Records:
>>>>

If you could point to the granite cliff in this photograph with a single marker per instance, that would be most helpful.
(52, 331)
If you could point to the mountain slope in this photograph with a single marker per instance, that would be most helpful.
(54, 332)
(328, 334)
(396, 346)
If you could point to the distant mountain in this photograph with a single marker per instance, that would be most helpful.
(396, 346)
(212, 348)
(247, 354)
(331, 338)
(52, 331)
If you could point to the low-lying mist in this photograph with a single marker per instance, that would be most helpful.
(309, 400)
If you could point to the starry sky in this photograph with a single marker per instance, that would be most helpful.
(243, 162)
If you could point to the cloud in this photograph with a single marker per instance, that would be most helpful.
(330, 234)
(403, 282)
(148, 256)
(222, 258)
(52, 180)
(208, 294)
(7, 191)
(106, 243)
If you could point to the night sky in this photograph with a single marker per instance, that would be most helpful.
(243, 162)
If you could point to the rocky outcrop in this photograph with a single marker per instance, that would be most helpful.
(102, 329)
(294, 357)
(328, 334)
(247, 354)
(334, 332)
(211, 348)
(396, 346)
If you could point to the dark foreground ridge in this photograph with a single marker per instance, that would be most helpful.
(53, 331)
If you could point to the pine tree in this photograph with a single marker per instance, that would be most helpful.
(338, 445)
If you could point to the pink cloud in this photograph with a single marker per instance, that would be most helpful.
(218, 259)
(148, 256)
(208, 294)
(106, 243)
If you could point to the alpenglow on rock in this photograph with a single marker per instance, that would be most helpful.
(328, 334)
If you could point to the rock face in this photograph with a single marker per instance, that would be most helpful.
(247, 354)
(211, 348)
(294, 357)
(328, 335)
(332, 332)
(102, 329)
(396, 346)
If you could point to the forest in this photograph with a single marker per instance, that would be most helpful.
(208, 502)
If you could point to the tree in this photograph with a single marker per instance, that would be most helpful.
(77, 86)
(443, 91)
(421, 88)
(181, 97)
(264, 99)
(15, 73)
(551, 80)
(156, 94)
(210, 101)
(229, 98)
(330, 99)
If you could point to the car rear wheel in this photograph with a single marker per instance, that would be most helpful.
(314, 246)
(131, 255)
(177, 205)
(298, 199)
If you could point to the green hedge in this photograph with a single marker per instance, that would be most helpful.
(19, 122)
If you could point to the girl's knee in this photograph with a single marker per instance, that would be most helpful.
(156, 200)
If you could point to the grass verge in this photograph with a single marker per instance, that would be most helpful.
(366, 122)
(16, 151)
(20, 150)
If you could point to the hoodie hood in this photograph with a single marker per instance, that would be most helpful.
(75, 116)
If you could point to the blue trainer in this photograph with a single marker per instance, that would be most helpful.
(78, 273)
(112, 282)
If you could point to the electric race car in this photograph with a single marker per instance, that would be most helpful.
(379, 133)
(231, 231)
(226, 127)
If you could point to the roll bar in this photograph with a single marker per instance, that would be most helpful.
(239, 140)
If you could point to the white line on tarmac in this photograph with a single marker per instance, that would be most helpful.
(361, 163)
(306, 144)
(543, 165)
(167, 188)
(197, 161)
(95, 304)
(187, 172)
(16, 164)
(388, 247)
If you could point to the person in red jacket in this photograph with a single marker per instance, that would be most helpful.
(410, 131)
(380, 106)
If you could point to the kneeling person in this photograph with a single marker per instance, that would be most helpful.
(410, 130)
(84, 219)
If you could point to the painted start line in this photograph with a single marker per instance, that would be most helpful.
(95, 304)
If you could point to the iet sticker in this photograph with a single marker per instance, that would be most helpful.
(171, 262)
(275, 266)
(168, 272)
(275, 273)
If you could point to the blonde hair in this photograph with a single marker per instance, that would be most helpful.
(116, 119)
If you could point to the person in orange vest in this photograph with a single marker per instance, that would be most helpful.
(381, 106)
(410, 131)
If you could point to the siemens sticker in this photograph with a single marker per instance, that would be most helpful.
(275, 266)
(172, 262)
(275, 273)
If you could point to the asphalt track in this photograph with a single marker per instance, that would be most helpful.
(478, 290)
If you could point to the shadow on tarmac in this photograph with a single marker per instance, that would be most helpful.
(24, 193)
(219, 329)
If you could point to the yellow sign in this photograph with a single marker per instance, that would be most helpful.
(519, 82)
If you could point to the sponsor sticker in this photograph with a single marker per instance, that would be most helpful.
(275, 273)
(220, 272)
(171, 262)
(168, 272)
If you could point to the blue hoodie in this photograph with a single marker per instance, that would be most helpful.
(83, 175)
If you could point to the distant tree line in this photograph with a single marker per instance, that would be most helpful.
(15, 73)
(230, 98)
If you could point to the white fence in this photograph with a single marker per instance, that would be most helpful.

<<<<

_EXERCISE DESCRIPTION_
Quote, without any change, each line from the one that contains "If you could point to the yellow" through the end of the material.

_OUTPUT OF THE EXERCISE_
If you could point to the yellow sign in this photograph with a single marker per instance, that would be most helpful.
(519, 82)
If you could point to the sponsor sticker in this photograph with a single marker per instance, that would be most helpful.
(275, 273)
(220, 272)
(171, 262)
(168, 272)
If you could point to the blue hoodie in this photograph with a single marker per instance, that would be most helpful.
(83, 175)
If you could point to the distant tree line in this photograph with a single marker per instance, that would be most helpful.
(15, 73)
(230, 98)
If you could point to the white fence in this photograph with a single marker per instance, that would be most helpful.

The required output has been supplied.